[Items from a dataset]
━━━━━━

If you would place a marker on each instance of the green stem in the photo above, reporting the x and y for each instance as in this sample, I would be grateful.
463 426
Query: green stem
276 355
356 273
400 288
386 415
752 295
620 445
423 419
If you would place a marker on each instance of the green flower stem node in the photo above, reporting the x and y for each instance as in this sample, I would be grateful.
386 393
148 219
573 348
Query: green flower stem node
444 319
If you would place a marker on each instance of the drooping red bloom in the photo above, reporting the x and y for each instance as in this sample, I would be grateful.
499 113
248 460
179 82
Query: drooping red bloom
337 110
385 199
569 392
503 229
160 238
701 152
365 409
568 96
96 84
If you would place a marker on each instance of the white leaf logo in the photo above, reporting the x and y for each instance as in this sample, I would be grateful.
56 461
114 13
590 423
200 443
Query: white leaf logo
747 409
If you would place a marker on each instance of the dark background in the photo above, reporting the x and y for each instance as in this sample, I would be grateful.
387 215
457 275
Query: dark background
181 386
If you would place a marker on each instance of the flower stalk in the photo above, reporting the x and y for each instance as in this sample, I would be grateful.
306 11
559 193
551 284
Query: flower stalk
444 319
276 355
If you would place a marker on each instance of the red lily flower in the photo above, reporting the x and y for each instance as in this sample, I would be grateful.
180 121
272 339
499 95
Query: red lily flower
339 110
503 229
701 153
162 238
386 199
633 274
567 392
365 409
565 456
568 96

━━━━━━

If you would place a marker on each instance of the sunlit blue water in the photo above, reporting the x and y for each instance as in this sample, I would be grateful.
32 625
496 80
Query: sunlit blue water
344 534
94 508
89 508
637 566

━━━━━━

PROBLEM STATEMENT: Return each line from the records above that contains the string "leaf", and copy every such line in full.

FINAL ANSWER:
If you would place a marker on each instance of the white leaf logo in the photo above, reporting the x and y for each instance as in this sample, I would be grateful.
Query: white leaf logo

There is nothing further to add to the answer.